-- Begin Supplied passage --
Metadata-Version: 2.1
Name: py4ai-core
Version: 1.0.0
Summary: A Python library of data structures optimized for machine learning tasks
Author-email: Nicola Donelli <nicoladonelli87@gmail.com>, Enrico Deusebio <edeusebio85@gmail.com>
License: MIT
Project-URL: Homepage, https://github.com/NicolaDonelli/py4ai-core
Classifier: Programming Language :: Python :: 3
Classifier: License :: OSI Approved :: MIT License
Classifier: Operating System :: OS Independent
Requires-Python: >=3.8
Description-Content-Type: text/markdown
Provides-Extra: dev
License-File: LICENSE

py4ai core
====

[![PyPI](https://img.shields.io/pypi/v/py4ai-core.svg)](https://pypi.python.org/pypi/py4ai-core)
[![Python version](https://img.shields.io/badge/python-3.8+-blue.svg)](https://pypi.python.org/pypi/py4ai-core)
[![Documentation](https://img.shields.io/badge/docs-latest-brightgreen.svg)](https://py4ai.github.io/py4ai-core/)
![Python package](https://github.com/NicolaDonelli/py4ai-core/workflows/CI%20-%20Build%20and%20Test/badge.svg)

--------------------------------------------------------------------------------


A Python library defining data structures optimized for machine learning pipelines 


## What is it ?
**py4ai-core** is a Python package with modular design that provides powerful abstractions to build data 
ingestion pipelines and run end to end machine learning pipelines. 
The library offers lightweight object-oriented interface to MongoDB as well as Pandas based data structures. 
The aim of the library is to provide extensive support for developing machine learning based applications 
with a focus on practicing clean code and modular design.
-- End Supplied passage --
Task 1 >> Can you retype the whole py4ai-core package description, character for character?
The py4ai-core package description has no connection to the records that come next.
-- Begin Data listing --
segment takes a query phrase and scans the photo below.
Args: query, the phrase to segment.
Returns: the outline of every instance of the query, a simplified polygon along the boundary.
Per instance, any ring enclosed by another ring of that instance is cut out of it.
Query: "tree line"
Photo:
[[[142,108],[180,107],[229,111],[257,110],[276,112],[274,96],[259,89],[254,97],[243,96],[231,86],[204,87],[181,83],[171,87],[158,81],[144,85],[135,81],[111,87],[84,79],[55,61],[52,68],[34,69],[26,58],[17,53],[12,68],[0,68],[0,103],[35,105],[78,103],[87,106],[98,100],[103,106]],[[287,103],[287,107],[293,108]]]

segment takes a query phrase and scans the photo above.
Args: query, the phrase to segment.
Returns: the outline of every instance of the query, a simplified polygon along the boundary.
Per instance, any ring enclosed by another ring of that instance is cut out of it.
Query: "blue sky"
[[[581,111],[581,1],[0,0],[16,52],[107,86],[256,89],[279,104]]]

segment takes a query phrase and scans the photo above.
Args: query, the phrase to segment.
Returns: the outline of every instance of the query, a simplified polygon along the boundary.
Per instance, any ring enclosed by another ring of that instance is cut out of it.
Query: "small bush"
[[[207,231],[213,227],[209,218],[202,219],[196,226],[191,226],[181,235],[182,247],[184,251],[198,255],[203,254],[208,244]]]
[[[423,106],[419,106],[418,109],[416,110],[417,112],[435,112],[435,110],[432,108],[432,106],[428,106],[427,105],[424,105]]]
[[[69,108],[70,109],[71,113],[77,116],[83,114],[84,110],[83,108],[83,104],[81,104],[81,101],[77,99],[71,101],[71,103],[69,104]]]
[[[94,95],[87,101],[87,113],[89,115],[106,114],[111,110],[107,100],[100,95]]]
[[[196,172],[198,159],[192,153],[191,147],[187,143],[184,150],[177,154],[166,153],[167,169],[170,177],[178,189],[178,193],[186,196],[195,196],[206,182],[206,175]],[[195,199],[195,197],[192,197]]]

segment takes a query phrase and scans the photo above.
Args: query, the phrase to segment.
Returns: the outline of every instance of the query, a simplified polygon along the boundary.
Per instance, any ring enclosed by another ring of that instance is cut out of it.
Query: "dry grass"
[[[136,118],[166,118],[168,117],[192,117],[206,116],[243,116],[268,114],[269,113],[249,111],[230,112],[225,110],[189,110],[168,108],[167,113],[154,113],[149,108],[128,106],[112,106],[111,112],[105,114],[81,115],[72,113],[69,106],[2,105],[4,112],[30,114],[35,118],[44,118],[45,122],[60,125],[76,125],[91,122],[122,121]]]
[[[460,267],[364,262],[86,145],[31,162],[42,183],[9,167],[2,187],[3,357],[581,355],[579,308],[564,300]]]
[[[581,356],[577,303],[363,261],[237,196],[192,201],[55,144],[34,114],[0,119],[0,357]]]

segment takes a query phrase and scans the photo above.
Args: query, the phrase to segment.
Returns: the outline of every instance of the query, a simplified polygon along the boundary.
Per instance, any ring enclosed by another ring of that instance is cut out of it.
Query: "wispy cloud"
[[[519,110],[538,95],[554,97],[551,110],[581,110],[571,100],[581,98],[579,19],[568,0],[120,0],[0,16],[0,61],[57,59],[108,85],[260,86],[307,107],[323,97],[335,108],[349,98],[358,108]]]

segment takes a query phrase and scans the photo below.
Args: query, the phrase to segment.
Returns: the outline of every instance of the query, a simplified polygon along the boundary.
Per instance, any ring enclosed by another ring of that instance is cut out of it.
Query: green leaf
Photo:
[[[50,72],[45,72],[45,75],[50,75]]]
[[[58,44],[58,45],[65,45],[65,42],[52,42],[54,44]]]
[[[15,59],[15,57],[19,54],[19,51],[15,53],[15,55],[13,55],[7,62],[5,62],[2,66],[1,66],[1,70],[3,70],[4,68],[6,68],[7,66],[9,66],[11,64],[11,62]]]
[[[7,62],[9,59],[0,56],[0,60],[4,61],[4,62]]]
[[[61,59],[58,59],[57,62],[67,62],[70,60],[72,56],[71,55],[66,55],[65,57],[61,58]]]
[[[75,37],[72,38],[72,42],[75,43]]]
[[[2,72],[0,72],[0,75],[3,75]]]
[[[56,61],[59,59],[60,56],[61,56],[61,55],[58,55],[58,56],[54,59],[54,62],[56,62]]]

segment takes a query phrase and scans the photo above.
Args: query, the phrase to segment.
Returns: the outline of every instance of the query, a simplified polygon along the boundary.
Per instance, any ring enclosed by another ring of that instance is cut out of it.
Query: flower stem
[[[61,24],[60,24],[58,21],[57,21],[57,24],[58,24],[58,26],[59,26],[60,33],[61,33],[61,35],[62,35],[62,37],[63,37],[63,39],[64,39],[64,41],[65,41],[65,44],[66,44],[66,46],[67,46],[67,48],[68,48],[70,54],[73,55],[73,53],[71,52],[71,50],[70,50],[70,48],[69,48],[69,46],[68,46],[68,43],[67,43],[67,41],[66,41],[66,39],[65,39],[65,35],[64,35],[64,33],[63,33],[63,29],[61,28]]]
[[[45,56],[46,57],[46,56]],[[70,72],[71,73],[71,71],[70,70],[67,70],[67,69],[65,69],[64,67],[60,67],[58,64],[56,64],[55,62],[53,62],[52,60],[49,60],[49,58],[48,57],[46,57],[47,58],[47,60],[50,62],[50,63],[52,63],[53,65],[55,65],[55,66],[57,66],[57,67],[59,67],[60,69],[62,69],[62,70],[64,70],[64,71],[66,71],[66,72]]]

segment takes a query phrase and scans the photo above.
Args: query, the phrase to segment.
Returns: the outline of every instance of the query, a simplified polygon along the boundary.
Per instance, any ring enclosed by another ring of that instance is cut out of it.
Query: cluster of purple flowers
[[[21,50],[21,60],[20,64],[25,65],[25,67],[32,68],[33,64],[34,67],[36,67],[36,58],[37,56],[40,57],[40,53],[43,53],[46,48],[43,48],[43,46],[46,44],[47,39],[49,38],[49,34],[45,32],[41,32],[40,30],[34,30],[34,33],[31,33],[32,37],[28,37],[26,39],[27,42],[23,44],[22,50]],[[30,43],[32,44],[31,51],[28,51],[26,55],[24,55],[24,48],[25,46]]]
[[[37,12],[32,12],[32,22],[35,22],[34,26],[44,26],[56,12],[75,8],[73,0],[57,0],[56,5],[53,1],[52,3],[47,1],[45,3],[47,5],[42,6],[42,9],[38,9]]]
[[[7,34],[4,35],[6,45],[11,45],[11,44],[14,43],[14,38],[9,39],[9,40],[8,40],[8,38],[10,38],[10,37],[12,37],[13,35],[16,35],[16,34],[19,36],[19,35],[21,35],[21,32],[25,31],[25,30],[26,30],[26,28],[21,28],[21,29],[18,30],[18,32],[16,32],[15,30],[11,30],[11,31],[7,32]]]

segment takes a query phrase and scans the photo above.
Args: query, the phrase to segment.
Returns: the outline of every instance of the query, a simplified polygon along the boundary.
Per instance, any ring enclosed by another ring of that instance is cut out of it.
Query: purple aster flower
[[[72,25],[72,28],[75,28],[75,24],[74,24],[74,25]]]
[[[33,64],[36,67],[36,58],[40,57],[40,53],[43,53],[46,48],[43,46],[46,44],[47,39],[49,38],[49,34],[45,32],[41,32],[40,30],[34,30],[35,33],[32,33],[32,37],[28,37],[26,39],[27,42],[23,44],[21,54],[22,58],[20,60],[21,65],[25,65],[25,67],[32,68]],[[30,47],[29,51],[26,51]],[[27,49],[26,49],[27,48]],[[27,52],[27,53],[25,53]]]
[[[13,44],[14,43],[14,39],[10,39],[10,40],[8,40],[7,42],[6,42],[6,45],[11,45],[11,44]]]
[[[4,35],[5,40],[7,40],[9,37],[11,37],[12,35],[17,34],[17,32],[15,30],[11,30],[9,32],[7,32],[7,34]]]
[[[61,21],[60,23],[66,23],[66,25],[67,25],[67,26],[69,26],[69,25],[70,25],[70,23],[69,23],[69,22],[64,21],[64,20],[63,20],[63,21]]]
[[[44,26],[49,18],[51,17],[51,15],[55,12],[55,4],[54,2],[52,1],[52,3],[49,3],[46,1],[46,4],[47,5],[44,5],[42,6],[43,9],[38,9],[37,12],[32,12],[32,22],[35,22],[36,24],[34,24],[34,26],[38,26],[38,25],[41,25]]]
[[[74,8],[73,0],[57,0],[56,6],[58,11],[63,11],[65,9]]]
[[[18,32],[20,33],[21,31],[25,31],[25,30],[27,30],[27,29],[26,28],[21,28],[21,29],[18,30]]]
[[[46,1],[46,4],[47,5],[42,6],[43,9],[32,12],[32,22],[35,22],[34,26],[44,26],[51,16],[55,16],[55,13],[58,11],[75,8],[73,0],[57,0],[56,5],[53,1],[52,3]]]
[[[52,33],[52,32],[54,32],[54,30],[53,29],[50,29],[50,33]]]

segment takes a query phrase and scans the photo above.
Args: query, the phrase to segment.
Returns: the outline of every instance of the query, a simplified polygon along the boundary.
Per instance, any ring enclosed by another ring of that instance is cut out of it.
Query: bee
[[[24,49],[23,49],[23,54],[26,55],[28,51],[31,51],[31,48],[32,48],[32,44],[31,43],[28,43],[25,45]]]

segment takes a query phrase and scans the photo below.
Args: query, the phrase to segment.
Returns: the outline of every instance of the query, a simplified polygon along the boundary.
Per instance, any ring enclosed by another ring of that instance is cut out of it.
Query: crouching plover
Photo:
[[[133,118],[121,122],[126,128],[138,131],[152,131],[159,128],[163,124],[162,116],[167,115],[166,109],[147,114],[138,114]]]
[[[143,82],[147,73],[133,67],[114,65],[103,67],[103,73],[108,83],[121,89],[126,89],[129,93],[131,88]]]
-- End Data listing --
Task 2 >> Could you put the records, from their first line through the line that contains "[[[581,111],[581,1],[0,0],[16,52],[107,86],[256,89],[279,104]]]", into a JSON list of strings with one string per line and blank lines left out, covering only those lines?

Right answer 1 >>
Metadata-Version: 2.1
Name: py4ai-core
Version: 1.0.0
Summary: A Python library of data structures optimized for machine learning tasks
Author-email: Nicola Donelli <nicoladonelli87@gmail.com>, Enrico Deusebio <edeusebio85@gmail.com>
License: MIT
Project-URL: Homepage, https://github.com/NicolaDonelli/py4ai-core
Classifier: Programming Language :: Python :: 3
Classifier: License :: OSI Approved :: MIT License
Classifier: Operating System :: OS Independent
Requires-Python: >=3.8
Description-Content-Type: text/markdown
Provides-Extra: dev
License-File: LICENSE

py4ai core
====

[![PyPI](https://img.shields.io/pypi/v/py4ai-core.svg)](https://pypi.python.org/pypi/py4ai-core)
[![Python version](https://img.shields.io/badge/python-3.8+-blue.svg)](https://pypi.python.org/pypi/py4ai-core)
[![Documentation](https://img.shields.io/badge/docs-latest-brightgreen.svg)](https://py4ai.github.io/py4ai-core/)
![Python package](https://github.com/NicolaDonelli/py4ai-core/workflows/CI%20-%20Build%20and%20Test/badge.svg)

--------------------------------------------------------------------------------


A Python library defining data structures optimized for machine learning pipelines 


## What is it ?
**py4ai-core** is a Python package with modular design that provides powerful abstractions to build data 
ingestion pipelines and run end to end machine learning pipelines. 
The library offers lightweight object-oriented interface to MongoDB as well as Pandas based data structures. 
The aim of the library is to provide extensive support for developing machine learning based applications 
with a focus on practicing clean code and modular design.

Right answer 2 >>
[
  "segment takes a query phrase and scans the photo below.",
  "Args: query, the phrase to segment.",
  "Returns: the outline of every instance of the query, a simplified polygon along the boundary.",
  "Per instance, any ring enclosed by another ring of that instance is cut out of it.",
  "Query: \"tree line\"",
  "Photo:",
  "[[[142,108],[180,107],[229,111],[257,110],[276,112],[274,96],[259,89],[254,97],[243,96],[231,86],[204,87],[181,83],[171,87],[158,81],[144,85],[135,81],[111,87],[84,79],[55,61],[52,68],[34,69],[26,58],[17,53],[12,68],[0,68],[0,103],[35,105],[78,103],[87,106],[98,100],[103,106]],[[287,103],[287,107],[293,108]]]",
  "segment takes a query phrase and scans the photo above.",
  "Args: query, the phrase to segment.",
  "Returns: the outline of every instance of the query, a simplified polygon along the boundary.",
  "Per instance, any ring enclosed by another ring of that instance is cut out of it.",
  "Query: \"blue sky\"",
  "[[[581,111],[581,1],[0,0],[16,52],[107,86],[256,89],[279,104]]]"
]